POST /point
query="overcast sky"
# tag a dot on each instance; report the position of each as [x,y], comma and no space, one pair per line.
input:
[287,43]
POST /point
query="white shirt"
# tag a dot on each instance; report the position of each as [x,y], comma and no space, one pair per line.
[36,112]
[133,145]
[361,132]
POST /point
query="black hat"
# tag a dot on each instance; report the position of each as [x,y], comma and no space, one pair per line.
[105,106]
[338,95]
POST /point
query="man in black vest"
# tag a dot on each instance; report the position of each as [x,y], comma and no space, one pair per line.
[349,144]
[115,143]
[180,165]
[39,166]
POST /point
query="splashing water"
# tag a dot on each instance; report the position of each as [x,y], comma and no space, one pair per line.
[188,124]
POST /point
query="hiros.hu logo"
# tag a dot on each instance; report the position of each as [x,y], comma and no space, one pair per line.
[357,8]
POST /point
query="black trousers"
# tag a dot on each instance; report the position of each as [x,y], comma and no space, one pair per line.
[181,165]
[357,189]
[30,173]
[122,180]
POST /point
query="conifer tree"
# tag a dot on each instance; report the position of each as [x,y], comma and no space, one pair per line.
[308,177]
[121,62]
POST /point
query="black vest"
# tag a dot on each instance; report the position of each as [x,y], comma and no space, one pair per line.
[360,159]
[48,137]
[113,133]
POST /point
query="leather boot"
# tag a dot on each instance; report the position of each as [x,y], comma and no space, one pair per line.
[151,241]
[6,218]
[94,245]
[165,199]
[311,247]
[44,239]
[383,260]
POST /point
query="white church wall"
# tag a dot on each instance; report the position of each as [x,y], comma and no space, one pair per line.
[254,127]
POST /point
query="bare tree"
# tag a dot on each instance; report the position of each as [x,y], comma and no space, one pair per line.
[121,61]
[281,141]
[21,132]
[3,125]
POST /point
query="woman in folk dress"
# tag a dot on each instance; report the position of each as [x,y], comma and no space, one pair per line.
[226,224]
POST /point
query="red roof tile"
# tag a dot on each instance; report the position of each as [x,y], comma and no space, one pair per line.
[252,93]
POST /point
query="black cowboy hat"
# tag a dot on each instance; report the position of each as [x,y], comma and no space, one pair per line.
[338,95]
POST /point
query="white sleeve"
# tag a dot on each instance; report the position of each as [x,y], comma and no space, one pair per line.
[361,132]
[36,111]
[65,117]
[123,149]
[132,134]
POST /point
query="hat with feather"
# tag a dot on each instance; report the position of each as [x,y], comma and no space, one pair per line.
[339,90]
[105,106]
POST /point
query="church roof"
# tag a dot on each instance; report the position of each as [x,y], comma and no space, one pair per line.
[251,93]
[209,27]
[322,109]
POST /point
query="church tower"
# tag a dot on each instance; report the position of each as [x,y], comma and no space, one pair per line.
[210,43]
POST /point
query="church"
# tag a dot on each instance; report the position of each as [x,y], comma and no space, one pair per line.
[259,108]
___
The problem ::
Retype the records that precede this task, keeping them exactly the same.

Full response ::
POST /point
query="overcast sky"
# tag a dot on each instance; report the position of each as [x,y], comma and no space, one pair per line.
input:
[287,43]
POST /point
query="white shirt"
# tag a dot on each instance; report the position of each as [x,y], comma and no space, one pair per line.
[36,112]
[133,145]
[361,132]
POST /point
query="black hat"
# tag a dot on each instance; report the position of each as [x,y], comma and no space, one pair per line.
[105,106]
[338,95]
POST /point
query="man in black vest"
# tag a dot on each instance; report the position of each as [x,y], comma and no space, one pair per line.
[349,144]
[115,143]
[180,165]
[39,166]
POST /point
query="splashing water"
# tag a dot on each instance; report the position of each as [x,y], comma and no space, one pair per line.
[188,124]
POST /point
query="hiros.hu logo"
# tag a dot on each instance; report the position of each as [x,y], comma and no space, one pair per line.
[357,8]
POST /point
query="black trousers"
# tag a dot on each instance; report the position of each as [x,y], comma and no space, one pair per line.
[181,165]
[357,189]
[30,173]
[122,180]
POST /point
query="conifer tree"
# tag a dot on each instance; report the position of each as [x,y], comma and no space, one pair per line.
[308,177]
[121,62]
POST /point
query="black vest"
# tag a dot on each instance; report the position of each as [x,y], comma and no space, one pair per line.
[360,159]
[48,137]
[113,133]
POST /point
query="leather boot"
# tag a dot on each instance; report the position of each as [x,y], comma and no space, one pair per line.
[151,241]
[6,218]
[94,245]
[165,199]
[311,247]
[44,239]
[383,260]
POST /point
query="white church wall"
# tag a dot on each instance; report the position of each as [x,y], comma and no space, one pair per line.
[254,127]
POST /point
query="bare tree"
# tag a dot on each instance; report the position of each as [x,y], comma and no space, one pair per line.
[121,61]
[281,141]
[21,132]
[3,125]
POST /point
query="woman in folk dress"
# tag a dot on each instance; report the position of each as [x,y], comma and no space, one pair per line.
[226,224]
POST /point
query="red roof tile"
# tag a dot on each instance; report the position of each as [x,y], comma and no space, one pair per line.
[252,93]
POST /point
query="black cowboy hat"
# tag a dot on each instance; report the position of each as [x,y], comma and no space, one pair per line.
[338,95]
POST /point
query="white sleeve"
# tag a dot on each instance; report the position of each as [x,y], comma and no space, one pair per line.
[361,132]
[36,111]
[65,117]
[123,149]
[132,134]
POST /point
query="hat with feather"
# tag a dot on each instance; report the position of each as [x,y], comma and no space, one pair per line.
[339,90]
[105,106]
POST /point
query="church roof"
# tag a dot on each instance; report the position of each as [x,y], comma and no space, one pair per line.
[251,93]
[209,27]
[322,109]
POST /point
query="church tower"
# tag a dot on each instance; report the position of each as [x,y], comma and no space, one pair per line.
[210,43]
POST /point
query="church"
# tag a dot on each instance; report the position of each as [x,y], comma and no space, one pair per line.
[259,108]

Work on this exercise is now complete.